--- EXTRACT ---
begin

Saturday 27 December 2008

A Lost World

I always looked forward with great anticipation to reading the latest novel by Michael Crichton, the author, filmmaker and man of outstanding intellect, who died recently. His widely read books have been translated into thirty-six languages to date.
In my view Michael Crichton had ideal qualifications and a rare talent (honed by hard work and combined with considerable research) for stretching technological possibilities to their not-quite-illogical limit and exploring the consequences as things went wrong when the futuristic technology was combined with a range of questionable human motivations. Alas there will be no more Crichton tales - they are lost to the world. But I shall certainly enjoy re-reading many of my particular favourite novels including Jurassic Park, Timeline, Airframe, Prey and the successor to Jurassic Park, The Lost World. However, and notwithstanding the official website’s commentary, I intend to pass on a revisit to the one ‘out of sync’ Crichton work, State of Fear.
Michael Crichton’s style of writing was sometimes assailed by literary critics for supposedly shallow drawing of characters and the limited description of relationships amongst them. To the extent that this was an opinion held to any significant extent, from my point of view it was (a) a positive asset and (b) the criticism completely misses the point.
Crichton had all the requisite abilities. He also had so many imaginative ideas to develop and events to work through to instructive and sobering consequences that cluttering the work up with tiresome portraits of fictitious personalities (no doubt required to be flawed and frequently horizontal) redundant dialogue and interminable interactions would have been a drag on the flow of the exhilarating plot and the rapid tempo narrative. If sophisticated interpersonal relationships are what you simply must insist on regardless of plot or setting - and there is nothing wrong with that - then stick with Jane Austen, but please don’t require all writers or readers to have their preferences cast in the same mould. That and the awkward fact that most of the critics could hardly put Crichton’s books down.
Michael Crichton’s work was written in the unaffected manner and exemplary straightforward English that is called for by his subject matter. And this he did exceptionally well. In my view Michael Crichton should be ranked with H.G. Wells and Jules Verne and their triumphs of concept; The First Men in the Moon, The Time Machine, Journey to the Centre of the Earth and Twenty Thousand Leagues under the Sea - to which I would add Sir Arthur Conan Doyle’s The Lost World. In my opinion, Jurassic Park was a masterpiece of this genre and the Steven Spielberg’s film broke new technical ground and was well done despite unnecessary tamperings with the script and two of the characters.

end

--- EXTRACTED RECORDS ---
begin

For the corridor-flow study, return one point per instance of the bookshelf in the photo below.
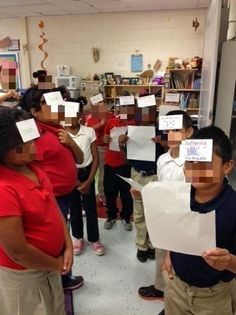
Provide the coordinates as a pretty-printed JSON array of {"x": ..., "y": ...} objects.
[
  {"x": 186, "y": 83},
  {"x": 113, "y": 92}
]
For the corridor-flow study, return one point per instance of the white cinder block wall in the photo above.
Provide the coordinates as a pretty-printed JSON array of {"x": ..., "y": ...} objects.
[{"x": 157, "y": 35}]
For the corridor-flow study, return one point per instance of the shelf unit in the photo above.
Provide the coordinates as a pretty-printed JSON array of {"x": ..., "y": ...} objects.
[
  {"x": 186, "y": 82},
  {"x": 113, "y": 92}
]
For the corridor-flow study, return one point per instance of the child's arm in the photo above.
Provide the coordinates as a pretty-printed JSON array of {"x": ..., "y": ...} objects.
[
  {"x": 220, "y": 259},
  {"x": 12, "y": 239},
  {"x": 66, "y": 139},
  {"x": 84, "y": 187}
]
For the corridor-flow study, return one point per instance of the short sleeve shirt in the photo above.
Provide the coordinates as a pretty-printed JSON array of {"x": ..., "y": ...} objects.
[
  {"x": 35, "y": 204},
  {"x": 84, "y": 138}
]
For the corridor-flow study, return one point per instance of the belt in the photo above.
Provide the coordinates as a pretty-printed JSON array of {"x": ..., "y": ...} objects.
[
  {"x": 84, "y": 169},
  {"x": 147, "y": 173}
]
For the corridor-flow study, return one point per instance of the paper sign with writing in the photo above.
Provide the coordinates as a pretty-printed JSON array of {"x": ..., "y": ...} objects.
[
  {"x": 53, "y": 98},
  {"x": 126, "y": 100},
  {"x": 146, "y": 101},
  {"x": 197, "y": 150},
  {"x": 28, "y": 129},
  {"x": 96, "y": 99},
  {"x": 170, "y": 122},
  {"x": 71, "y": 109},
  {"x": 172, "y": 97}
]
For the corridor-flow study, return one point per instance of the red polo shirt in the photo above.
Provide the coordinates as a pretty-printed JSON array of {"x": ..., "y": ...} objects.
[
  {"x": 35, "y": 204},
  {"x": 115, "y": 158},
  {"x": 55, "y": 159}
]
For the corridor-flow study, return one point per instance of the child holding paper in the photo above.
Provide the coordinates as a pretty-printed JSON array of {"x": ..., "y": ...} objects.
[
  {"x": 85, "y": 192},
  {"x": 169, "y": 168},
  {"x": 57, "y": 153},
  {"x": 202, "y": 285},
  {"x": 115, "y": 163},
  {"x": 31, "y": 257}
]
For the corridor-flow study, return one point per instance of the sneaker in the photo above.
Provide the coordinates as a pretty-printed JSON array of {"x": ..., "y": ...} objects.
[
  {"x": 72, "y": 282},
  {"x": 98, "y": 248},
  {"x": 109, "y": 223},
  {"x": 78, "y": 246},
  {"x": 151, "y": 253},
  {"x": 150, "y": 293},
  {"x": 142, "y": 255},
  {"x": 128, "y": 225}
]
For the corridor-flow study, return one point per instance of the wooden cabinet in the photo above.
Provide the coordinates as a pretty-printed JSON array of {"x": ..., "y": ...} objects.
[
  {"x": 113, "y": 92},
  {"x": 186, "y": 83}
]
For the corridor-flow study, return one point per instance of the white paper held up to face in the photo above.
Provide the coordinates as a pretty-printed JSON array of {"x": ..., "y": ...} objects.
[{"x": 170, "y": 222}]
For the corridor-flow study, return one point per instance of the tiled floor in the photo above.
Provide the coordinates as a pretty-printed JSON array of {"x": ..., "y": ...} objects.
[{"x": 112, "y": 280}]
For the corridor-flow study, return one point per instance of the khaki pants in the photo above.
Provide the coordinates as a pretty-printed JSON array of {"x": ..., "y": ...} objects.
[
  {"x": 142, "y": 239},
  {"x": 30, "y": 292},
  {"x": 181, "y": 298},
  {"x": 159, "y": 256}
]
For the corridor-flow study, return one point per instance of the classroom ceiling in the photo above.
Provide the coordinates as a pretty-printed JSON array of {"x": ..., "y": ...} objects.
[{"x": 22, "y": 8}]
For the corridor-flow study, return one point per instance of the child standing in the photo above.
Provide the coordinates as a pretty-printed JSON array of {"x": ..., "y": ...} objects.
[
  {"x": 169, "y": 168},
  {"x": 202, "y": 285},
  {"x": 31, "y": 263},
  {"x": 86, "y": 139},
  {"x": 55, "y": 149},
  {"x": 115, "y": 163}
]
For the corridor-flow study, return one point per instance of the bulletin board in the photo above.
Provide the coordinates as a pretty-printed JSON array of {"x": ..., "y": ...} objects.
[
  {"x": 12, "y": 57},
  {"x": 137, "y": 63}
]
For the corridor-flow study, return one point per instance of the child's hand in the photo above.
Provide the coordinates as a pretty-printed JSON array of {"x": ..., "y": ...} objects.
[
  {"x": 60, "y": 261},
  {"x": 64, "y": 137},
  {"x": 135, "y": 193},
  {"x": 68, "y": 259},
  {"x": 167, "y": 265},
  {"x": 123, "y": 139},
  {"x": 218, "y": 258},
  {"x": 106, "y": 139},
  {"x": 84, "y": 187}
]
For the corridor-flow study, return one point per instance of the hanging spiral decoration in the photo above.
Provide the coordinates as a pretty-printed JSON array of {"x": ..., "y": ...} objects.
[{"x": 41, "y": 25}]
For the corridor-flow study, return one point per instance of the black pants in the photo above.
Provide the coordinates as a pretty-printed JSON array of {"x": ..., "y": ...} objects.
[
  {"x": 114, "y": 186},
  {"x": 89, "y": 203}
]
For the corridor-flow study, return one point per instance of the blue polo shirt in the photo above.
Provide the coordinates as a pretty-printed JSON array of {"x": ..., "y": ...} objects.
[{"x": 193, "y": 269}]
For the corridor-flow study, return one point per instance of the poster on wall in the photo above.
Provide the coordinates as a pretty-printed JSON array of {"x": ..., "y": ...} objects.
[
  {"x": 137, "y": 63},
  {"x": 10, "y": 71}
]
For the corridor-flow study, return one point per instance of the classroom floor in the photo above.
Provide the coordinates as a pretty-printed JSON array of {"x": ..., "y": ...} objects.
[{"x": 112, "y": 280}]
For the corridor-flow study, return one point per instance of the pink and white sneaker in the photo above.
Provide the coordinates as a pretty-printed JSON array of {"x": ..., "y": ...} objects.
[
  {"x": 98, "y": 248},
  {"x": 78, "y": 246}
]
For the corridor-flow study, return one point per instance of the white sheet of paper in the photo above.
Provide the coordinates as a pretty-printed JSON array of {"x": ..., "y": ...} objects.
[
  {"x": 126, "y": 100},
  {"x": 197, "y": 150},
  {"x": 96, "y": 98},
  {"x": 170, "y": 222},
  {"x": 172, "y": 97},
  {"x": 71, "y": 109},
  {"x": 170, "y": 122},
  {"x": 114, "y": 134},
  {"x": 146, "y": 101},
  {"x": 140, "y": 145},
  {"x": 28, "y": 129},
  {"x": 54, "y": 99},
  {"x": 132, "y": 183}
]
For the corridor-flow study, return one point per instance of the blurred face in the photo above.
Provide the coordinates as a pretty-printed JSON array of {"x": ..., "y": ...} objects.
[
  {"x": 99, "y": 110},
  {"x": 173, "y": 138},
  {"x": 21, "y": 155},
  {"x": 47, "y": 115},
  {"x": 204, "y": 174}
]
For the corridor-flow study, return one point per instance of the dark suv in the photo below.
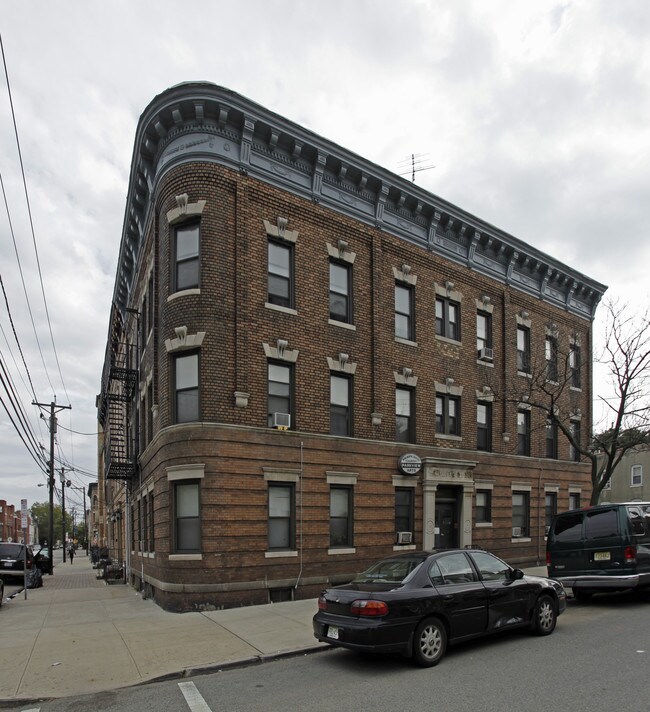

end

--- PROBLEM REQUIREMENTS ---
Type out the stretch of the Michael Crichton post from "I always looked" through "languages to date." word for word.

--- EXERCISE SOLUTION ---
I always looked forward with great anticipation to reading the latest novel by Michael Crichton, the author, filmmaker and man of outstanding intellect, who died recently. His widely read books have been translated into thirty-six languages to date.